## TEXTO DE LECTURA

◆ ◆ ◆ ◆

A los 32 años, el camino es largo: arrancó con el blues, debutó en el indie con Barbara Feldon y Mataplantas, con los que sacó cuatro discos y ganó una reputación, pero ahora munido de su MySpace, un par de juguetes musicales y una melancolía de viejo gramófono, sube a escena como solista con canciones fantasmas que ya empiezan a recorrer el mundo.

› Por Martín Pérez

Un disco y un diario. Eso es lo que pidió el japonés Yusuke Nagai cuando se conectó con Pablo Malaurie a través de internet. El disco era El festival de beso, su único álbum solista. ¿Y el diario? “Uno cualquiera, sólo quería ver cómo era un diario argentino”, responde entre risas Malaurie, que al final de la charla deberá apurarse para retirar los compacts hechos aquí que –casi un año después de aquel extraño pedido inicial– debe enviar a Tokio para que la gente del curioso señor Nagai los agregue al coqueto packaging impreso allá con el que antes de fin de mes el disco será editado en Japón. “Cuando se conectó inicialmente conmigo, se presentó como el dueño de un pequeño local donde antes había tocado David Byrne, entre otros. Y me comentó que sería buenísimo que el disco hubiese salido allá, para poder invitarme a tocar”, cuenta Pablo, que explica que al final Nagai terminó armando un sello, Low Vol, y su primer lanzamiento es justamente su disco. Todo huele a un viaje en puerta, pero Malaurie se encoge de hombros con una sonrisa. Tal vez porque ya no le puede pedir más a un disco del que jamás esperó nada, sólo quiso largarlo al mundo de una manera original, a contramano de cómo –según dicen– se hacen las cosas. Por eso la cajita de cartón corrugado hecho a mano, el cuadro de William Bouguerau graffiteado encima como enigmática portada, y escondido por detrás el nombre del autor que, según confiesa, en realidad estuvo a punto de no aparecer. “Es que en un principio eran las canciones de un personaje, El juglar anónimo. Pero al final decidí hacerme cargo”, se ríe Pablo, que apunta que su MySpace sigue online bajo el seudónimo. Allí fue donde le empezaron a llegar las propuestas, como la del videasta francés Vincent Moon, que gira por el mundo filmando músicos y los pone en su site, la Blogoteque. Moon lo filmó el verano pasado, cuando pasó por Buenos Aires, y esos videos son los que vieron los rumanos de Loverboy, la película para la que Malaurie terminó viajando a Bucarest para componer y grabar la banda de sonido e incluso participar del rodaje. “Hace poco me llegó un primer montaje y apenas arranca no sólo suena mi música, sino que yo soy el primero que aparezco, en mi personaje de loco del pueblo”, aún se sorprende el cada vez más cuerdo Pablo Malaurie, juglar no tan anónimo, cantante cuya música parece venir de otro tiempo y otro mundo, pero todo indica que, no hay caso, cada vez más todos –tiempos y mundos– están acá.

◆ ◆ ◆ ◆

## DATOS EXTRAÍDOS
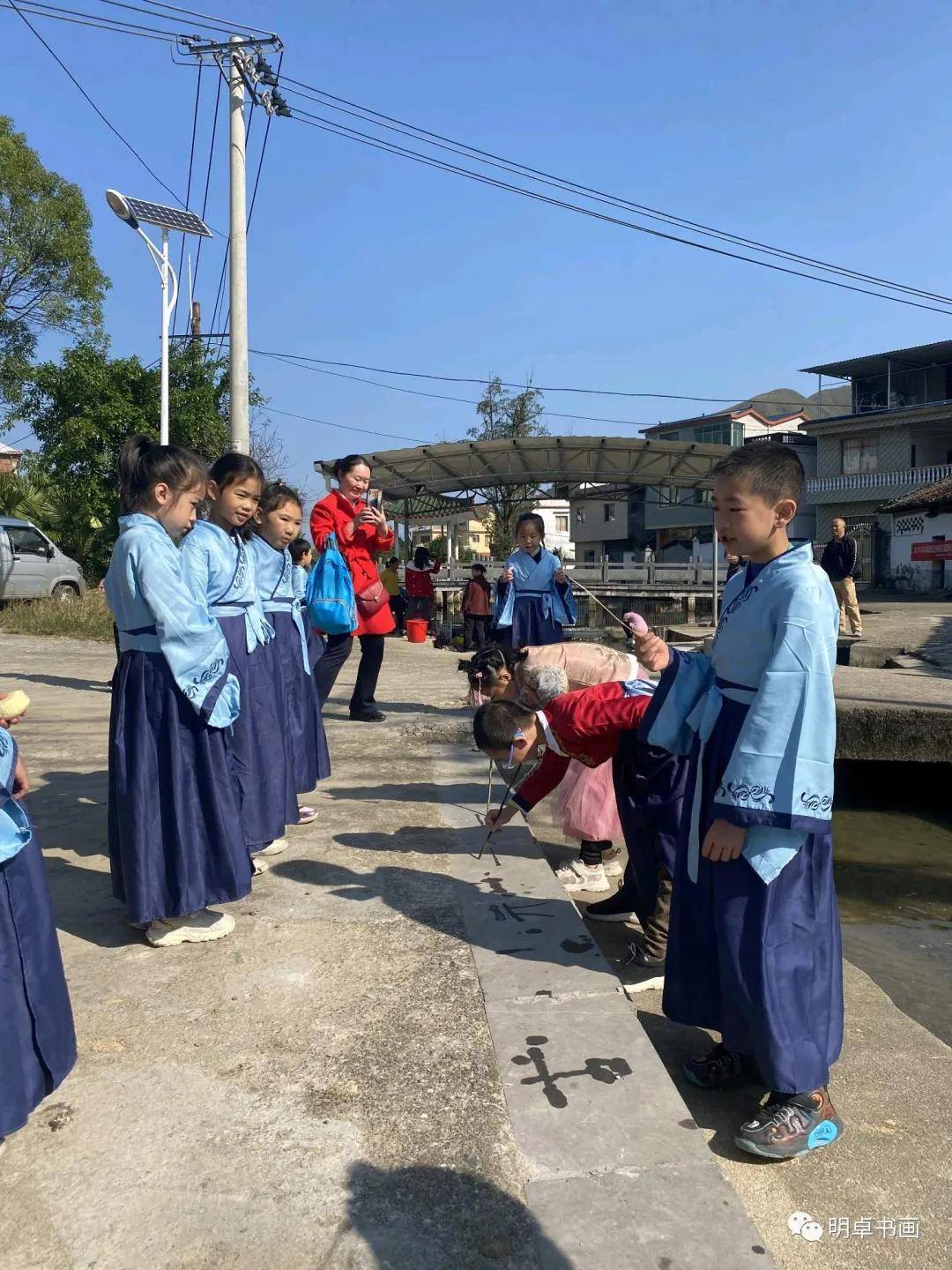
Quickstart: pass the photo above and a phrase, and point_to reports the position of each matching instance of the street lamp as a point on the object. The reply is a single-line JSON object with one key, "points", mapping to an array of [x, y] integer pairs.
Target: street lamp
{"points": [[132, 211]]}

◆ ◆ ◆ ◆

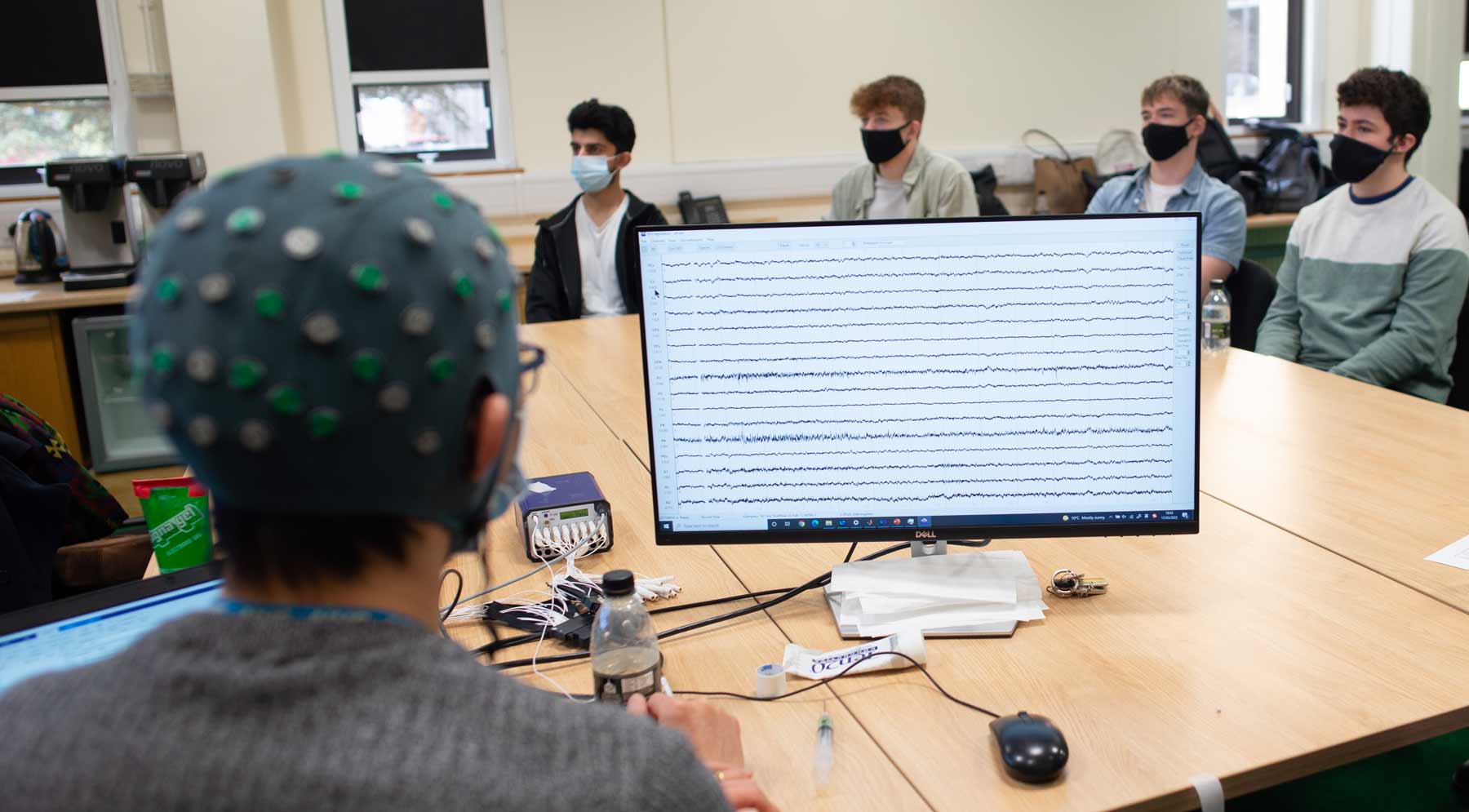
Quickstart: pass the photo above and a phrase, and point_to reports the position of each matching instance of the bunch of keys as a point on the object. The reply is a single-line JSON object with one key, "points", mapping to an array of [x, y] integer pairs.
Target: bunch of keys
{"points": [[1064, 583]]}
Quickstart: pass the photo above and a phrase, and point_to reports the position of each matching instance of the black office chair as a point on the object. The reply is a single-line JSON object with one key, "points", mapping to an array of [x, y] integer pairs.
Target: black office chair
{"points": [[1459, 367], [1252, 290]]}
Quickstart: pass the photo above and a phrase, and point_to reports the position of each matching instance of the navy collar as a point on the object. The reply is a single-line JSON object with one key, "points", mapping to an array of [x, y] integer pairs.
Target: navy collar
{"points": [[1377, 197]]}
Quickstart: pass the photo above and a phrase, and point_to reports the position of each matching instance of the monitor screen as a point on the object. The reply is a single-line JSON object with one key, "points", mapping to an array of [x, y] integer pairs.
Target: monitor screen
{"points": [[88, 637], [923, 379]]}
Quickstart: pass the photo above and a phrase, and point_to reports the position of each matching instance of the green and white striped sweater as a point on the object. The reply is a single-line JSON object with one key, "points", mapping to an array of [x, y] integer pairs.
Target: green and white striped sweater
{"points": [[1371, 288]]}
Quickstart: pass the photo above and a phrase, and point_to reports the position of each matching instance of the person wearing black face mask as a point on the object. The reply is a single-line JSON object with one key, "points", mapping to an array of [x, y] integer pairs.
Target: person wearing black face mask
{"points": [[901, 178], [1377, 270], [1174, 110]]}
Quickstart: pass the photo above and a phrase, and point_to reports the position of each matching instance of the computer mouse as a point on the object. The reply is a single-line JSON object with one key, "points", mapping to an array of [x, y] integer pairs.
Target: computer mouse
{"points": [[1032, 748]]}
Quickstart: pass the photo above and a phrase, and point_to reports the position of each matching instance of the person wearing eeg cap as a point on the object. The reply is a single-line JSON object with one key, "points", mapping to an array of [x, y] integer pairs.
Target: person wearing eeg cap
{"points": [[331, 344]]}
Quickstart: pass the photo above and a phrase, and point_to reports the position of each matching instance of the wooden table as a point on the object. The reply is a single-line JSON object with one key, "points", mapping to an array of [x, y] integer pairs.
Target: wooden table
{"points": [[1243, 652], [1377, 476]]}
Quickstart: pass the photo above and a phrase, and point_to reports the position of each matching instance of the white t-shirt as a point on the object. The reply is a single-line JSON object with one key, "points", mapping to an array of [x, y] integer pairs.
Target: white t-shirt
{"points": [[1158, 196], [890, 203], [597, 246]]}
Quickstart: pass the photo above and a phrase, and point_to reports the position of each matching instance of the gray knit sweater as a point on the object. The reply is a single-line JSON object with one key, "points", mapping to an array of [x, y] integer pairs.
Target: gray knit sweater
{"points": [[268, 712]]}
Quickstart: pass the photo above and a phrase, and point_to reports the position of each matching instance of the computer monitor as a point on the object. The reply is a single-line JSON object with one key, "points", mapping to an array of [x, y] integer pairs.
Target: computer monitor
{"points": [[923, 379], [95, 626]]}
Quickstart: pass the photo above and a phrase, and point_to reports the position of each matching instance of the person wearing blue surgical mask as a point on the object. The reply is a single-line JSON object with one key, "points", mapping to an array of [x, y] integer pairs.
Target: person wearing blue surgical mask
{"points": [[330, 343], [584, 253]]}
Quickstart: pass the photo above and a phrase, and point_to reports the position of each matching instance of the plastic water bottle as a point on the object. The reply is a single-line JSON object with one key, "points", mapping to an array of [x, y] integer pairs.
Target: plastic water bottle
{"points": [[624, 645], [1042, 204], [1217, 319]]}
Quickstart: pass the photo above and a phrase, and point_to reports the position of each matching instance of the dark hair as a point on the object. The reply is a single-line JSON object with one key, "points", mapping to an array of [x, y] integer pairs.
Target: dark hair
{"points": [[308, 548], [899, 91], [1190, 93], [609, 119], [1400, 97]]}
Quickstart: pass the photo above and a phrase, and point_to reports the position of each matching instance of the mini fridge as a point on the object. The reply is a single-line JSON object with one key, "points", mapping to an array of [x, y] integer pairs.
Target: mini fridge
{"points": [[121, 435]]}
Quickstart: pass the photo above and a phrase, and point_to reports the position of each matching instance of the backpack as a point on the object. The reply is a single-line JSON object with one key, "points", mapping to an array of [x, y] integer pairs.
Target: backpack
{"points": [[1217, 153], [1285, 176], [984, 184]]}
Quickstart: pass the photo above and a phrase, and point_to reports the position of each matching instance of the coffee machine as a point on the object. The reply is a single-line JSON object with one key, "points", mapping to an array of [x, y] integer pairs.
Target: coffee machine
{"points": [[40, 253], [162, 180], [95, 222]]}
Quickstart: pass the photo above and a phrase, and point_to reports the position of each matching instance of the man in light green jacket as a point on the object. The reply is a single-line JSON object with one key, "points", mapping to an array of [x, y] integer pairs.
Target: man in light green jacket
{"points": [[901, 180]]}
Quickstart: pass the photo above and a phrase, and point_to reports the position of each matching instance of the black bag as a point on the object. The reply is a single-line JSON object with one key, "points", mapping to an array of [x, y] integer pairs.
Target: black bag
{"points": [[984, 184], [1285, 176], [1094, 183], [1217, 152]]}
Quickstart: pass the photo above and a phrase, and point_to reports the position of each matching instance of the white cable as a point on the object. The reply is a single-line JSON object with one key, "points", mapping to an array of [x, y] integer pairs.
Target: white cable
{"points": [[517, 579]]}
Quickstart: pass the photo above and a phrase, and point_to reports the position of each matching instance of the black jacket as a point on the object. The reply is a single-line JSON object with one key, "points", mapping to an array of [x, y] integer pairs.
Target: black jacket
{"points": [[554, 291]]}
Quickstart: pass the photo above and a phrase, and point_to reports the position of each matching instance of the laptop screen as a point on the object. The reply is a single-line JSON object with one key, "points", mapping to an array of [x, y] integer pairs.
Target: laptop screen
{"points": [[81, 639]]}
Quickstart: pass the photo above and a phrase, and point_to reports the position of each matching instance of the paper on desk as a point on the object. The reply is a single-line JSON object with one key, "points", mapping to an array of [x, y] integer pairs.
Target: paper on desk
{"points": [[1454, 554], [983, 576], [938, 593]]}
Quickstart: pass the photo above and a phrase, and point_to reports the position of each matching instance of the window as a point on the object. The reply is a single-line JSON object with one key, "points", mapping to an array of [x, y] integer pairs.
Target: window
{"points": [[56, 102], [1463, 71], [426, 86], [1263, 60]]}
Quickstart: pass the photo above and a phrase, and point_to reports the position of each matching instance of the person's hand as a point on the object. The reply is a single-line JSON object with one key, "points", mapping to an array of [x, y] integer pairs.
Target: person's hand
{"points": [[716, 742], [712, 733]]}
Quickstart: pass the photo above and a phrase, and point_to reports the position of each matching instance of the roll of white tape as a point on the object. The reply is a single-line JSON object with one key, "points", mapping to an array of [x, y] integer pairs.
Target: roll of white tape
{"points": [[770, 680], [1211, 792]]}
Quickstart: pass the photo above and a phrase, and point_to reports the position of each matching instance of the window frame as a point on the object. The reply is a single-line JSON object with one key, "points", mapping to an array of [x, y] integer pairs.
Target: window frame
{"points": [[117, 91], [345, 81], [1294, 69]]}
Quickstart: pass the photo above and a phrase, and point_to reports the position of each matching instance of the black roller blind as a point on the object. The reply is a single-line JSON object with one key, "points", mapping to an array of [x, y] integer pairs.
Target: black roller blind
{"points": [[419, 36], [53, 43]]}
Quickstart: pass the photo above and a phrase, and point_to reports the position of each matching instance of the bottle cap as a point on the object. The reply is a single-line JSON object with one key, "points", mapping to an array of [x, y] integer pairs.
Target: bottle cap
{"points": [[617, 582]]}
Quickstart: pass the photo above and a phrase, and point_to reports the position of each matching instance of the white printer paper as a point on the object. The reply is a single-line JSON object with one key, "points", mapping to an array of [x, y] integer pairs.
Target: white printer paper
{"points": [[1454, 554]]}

◆ ◆ ◆ ◆

## CONSIGNA
Responda estas preguntas según el artículo sobre Pablo Malaurie:
1. ¿Qué le pidió Yusuke Nagai a Malaurie cuando se conectó con él por internet?
2. ¿Cómo se llama el sello que terminó armando Nagai?
3. ¿A qué ciudad viajó Malaurie para componer y grabar la banda de sonido de Loverboy?
Las entradas proceden de una fuente ajena al artículo sobre Pablo Malaurie.

## RESPUESTA
1. Un disco y un diario.
2. Low Vol.
3. Bucarest.